▶ [PROBLEM REQUIREMENTS]: Please return the records below exactly as they stand, with the pictures removed.

▶ [INPUT DATA]:
+ + + +

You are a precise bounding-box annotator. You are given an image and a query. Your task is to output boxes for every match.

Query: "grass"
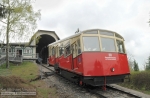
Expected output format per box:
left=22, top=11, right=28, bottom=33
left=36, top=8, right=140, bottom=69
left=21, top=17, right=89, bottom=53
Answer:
left=0, top=61, right=59, bottom=98
left=0, top=62, right=38, bottom=80
left=31, top=80, right=58, bottom=98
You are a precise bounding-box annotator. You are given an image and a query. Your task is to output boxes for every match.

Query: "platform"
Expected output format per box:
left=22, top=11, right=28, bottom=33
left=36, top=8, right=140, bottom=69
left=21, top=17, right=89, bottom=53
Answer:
left=110, top=84, right=150, bottom=98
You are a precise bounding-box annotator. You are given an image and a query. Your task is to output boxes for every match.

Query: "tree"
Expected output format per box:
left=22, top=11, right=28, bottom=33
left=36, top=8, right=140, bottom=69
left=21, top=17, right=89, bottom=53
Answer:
left=146, top=56, right=150, bottom=70
left=126, top=51, right=134, bottom=70
left=0, top=0, right=41, bottom=68
left=133, top=59, right=139, bottom=71
left=0, top=3, right=7, bottom=18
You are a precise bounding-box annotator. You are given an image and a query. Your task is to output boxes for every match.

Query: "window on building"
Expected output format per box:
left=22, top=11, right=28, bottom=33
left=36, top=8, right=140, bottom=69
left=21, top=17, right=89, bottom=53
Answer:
left=116, top=40, right=125, bottom=53
left=24, top=49, right=26, bottom=53
left=101, top=37, right=116, bottom=52
left=24, top=49, right=31, bottom=54
left=2, top=48, right=5, bottom=53
left=83, top=37, right=100, bottom=51
left=9, top=49, right=11, bottom=52
left=27, top=50, right=30, bottom=53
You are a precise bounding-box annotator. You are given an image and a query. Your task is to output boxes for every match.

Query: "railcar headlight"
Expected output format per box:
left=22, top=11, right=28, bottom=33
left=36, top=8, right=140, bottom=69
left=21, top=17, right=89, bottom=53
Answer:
left=111, top=68, right=115, bottom=72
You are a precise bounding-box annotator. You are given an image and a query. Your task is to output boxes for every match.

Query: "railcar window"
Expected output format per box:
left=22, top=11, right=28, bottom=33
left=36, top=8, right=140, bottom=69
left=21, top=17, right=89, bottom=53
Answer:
left=59, top=47, right=64, bottom=56
left=55, top=46, right=58, bottom=57
left=49, top=47, right=52, bottom=56
left=84, top=30, right=98, bottom=34
left=101, top=38, right=116, bottom=52
left=116, top=40, right=125, bottom=53
left=52, top=47, right=55, bottom=56
left=72, top=44, right=77, bottom=58
left=83, top=37, right=100, bottom=51
left=77, top=39, right=81, bottom=54
left=65, top=45, right=71, bottom=56
left=115, top=33, right=122, bottom=39
left=100, top=31, right=114, bottom=36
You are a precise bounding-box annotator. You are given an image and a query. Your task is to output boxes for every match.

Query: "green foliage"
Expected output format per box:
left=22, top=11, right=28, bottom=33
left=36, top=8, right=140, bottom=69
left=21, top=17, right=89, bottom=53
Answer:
left=1, top=0, right=41, bottom=42
left=0, top=4, right=7, bottom=18
left=0, top=61, right=59, bottom=98
left=133, top=59, right=139, bottom=71
left=146, top=56, right=150, bottom=70
left=120, top=71, right=150, bottom=94
left=132, top=71, right=150, bottom=90
left=0, top=0, right=41, bottom=68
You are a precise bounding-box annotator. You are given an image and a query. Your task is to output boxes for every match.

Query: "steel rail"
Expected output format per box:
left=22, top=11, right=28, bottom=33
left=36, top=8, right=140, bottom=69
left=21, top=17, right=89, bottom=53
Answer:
left=86, top=88, right=107, bottom=98
left=106, top=85, right=142, bottom=98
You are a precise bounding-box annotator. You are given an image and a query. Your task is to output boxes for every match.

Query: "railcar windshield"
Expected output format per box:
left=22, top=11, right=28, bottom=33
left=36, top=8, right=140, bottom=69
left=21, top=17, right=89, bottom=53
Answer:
left=101, top=37, right=116, bottom=52
left=83, top=37, right=100, bottom=51
left=116, top=40, right=125, bottom=53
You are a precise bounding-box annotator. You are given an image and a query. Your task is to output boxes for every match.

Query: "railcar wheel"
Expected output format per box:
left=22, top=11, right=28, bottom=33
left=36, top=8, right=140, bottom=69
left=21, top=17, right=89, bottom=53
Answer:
left=78, top=80, right=86, bottom=87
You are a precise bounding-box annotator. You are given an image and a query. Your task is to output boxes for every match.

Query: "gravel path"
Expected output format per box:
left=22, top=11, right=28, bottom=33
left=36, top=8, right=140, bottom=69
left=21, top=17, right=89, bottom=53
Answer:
left=38, top=64, right=98, bottom=98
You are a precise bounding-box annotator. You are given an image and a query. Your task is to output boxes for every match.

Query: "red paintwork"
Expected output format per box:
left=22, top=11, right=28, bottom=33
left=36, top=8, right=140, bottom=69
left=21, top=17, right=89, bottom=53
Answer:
left=82, top=52, right=130, bottom=76
left=48, top=52, right=130, bottom=77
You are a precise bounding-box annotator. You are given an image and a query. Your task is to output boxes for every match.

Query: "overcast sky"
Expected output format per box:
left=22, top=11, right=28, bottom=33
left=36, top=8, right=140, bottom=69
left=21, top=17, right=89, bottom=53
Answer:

+ + + +

▶ [TASK RESULT]:
You are a precise bounding-box annotator. You are given an image and a query. Your task is to output boxes for every match.

Query: "grass"
Expected output format per box:
left=22, top=11, right=28, bottom=33
left=36, top=8, right=140, bottom=69
left=21, top=17, right=89, bottom=53
Answer:
left=0, top=61, right=59, bottom=98
left=0, top=62, right=38, bottom=80
left=31, top=80, right=58, bottom=98
You are a precise bounding-box annotator. You are given an image and a query. Your task is to output boxes for every match.

Query: "platform"
Expected output format per box:
left=22, top=11, right=28, bottom=33
left=36, top=8, right=140, bottom=69
left=21, top=17, right=89, bottom=53
Answer:
left=110, top=84, right=150, bottom=98
You are a precise bounding-box annotator. You are given an image and a query. Your task is to output boxes for every match.

Query: "tree"
Expected output format per box:
left=22, top=11, right=28, bottom=33
left=36, top=8, right=140, bottom=69
left=21, top=17, right=89, bottom=53
Answer:
left=146, top=56, right=150, bottom=70
left=126, top=51, right=134, bottom=70
left=0, top=0, right=41, bottom=68
left=133, top=59, right=139, bottom=71
left=0, top=3, right=7, bottom=18
You are a precise bounding-box annotator. You are given an image and a query. Your task is to output boxes for every match.

Query: "window on building"
Expected output format per box:
left=22, top=11, right=28, bottom=33
left=36, top=8, right=140, bottom=69
left=21, top=17, right=89, bottom=53
Answer:
left=116, top=40, right=125, bottom=53
left=24, top=49, right=26, bottom=53
left=101, top=37, right=116, bottom=52
left=24, top=49, right=31, bottom=54
left=2, top=48, right=5, bottom=53
left=83, top=37, right=100, bottom=51
left=9, top=49, right=11, bottom=52
left=27, top=50, right=30, bottom=53
You are a precise bounding-box annotator. You are given an image and a query. Your task is to output boxes for every match.

Query: "railcar headlight"
Expected output format per box:
left=22, top=11, right=28, bottom=33
left=36, top=8, right=140, bottom=69
left=21, top=17, right=89, bottom=53
Answer:
left=111, top=68, right=115, bottom=72
You are a precise bounding-box annotator. You are given an image and a query. Your task is to output boxes for every match.

Query: "railcar window"
Expected output format per box:
left=22, top=11, right=28, bottom=33
left=36, top=8, right=140, bottom=69
left=21, top=17, right=89, bottom=53
Answer:
left=59, top=47, right=64, bottom=56
left=55, top=46, right=58, bottom=57
left=49, top=47, right=52, bottom=56
left=84, top=30, right=98, bottom=34
left=101, top=38, right=116, bottom=52
left=116, top=40, right=125, bottom=53
left=52, top=47, right=55, bottom=56
left=72, top=44, right=77, bottom=58
left=83, top=37, right=100, bottom=51
left=77, top=39, right=81, bottom=54
left=65, top=45, right=71, bottom=56
left=115, top=33, right=122, bottom=39
left=100, top=31, right=114, bottom=36
You are a precise bounding-box annotator. You are given an image and a query. Your task is to output boxes for every match.

Query: "green foliage"
Expected output format per box:
left=22, top=11, right=28, bottom=33
left=36, top=8, right=140, bottom=69
left=21, top=17, right=89, bottom=53
Answer:
left=1, top=0, right=41, bottom=42
left=0, top=4, right=7, bottom=18
left=0, top=61, right=59, bottom=98
left=133, top=59, right=139, bottom=71
left=146, top=56, right=150, bottom=70
left=120, top=71, right=150, bottom=94
left=132, top=71, right=150, bottom=90
left=0, top=0, right=41, bottom=68
You are a precise bounding-box annotator. You are given an image and a query. Your task is to output boxes for every match.

Query: "steel rail"
Expected output format per box:
left=22, top=11, right=28, bottom=33
left=36, top=8, right=140, bottom=69
left=21, top=17, right=89, bottom=53
Answer:
left=86, top=88, right=107, bottom=98
left=106, top=85, right=142, bottom=98
You are a precise bounding-box annotator. You are given an image and a query. Your task is to output boxes for every match.

Query: "railcar windshield"
Expected output format per box:
left=22, top=11, right=28, bottom=33
left=36, top=8, right=140, bottom=69
left=21, top=17, right=89, bottom=53
Answer:
left=101, top=37, right=116, bottom=52
left=83, top=37, right=100, bottom=51
left=116, top=40, right=125, bottom=53
You are a precise bounding-box annotator. You are given an image and a query. Your task is to output boxes for every match.

Query: "railcar wheel"
Expected output format per box:
left=22, top=11, right=28, bottom=33
left=36, top=8, right=140, bottom=69
left=21, top=17, right=89, bottom=53
Answer:
left=78, top=80, right=86, bottom=87
You are a precise bounding-box annotator. You are given an image and a query. Your task is to output boxes for every match.

Query: "gravel path"
Expected output format per box:
left=22, top=11, right=28, bottom=33
left=36, top=8, right=140, bottom=69
left=21, top=17, right=89, bottom=53
Answer:
left=38, top=64, right=98, bottom=98
You are a precise bounding-box annotator. You are given an image and a query. Your task is to output boxes for every match.

Query: "red paintwork"
Expected output format per box:
left=22, top=11, right=28, bottom=33
left=36, top=8, right=140, bottom=69
left=21, top=17, right=89, bottom=53
Answer:
left=82, top=52, right=130, bottom=76
left=48, top=52, right=130, bottom=77
You are a precise bounding-box annotator. You are given an image and a query. Your task is to output boxes for every match.

Query: "overcast sky"
Expected output format per box:
left=22, top=11, right=28, bottom=33
left=36, top=8, right=140, bottom=69
left=21, top=17, right=89, bottom=53
Answer:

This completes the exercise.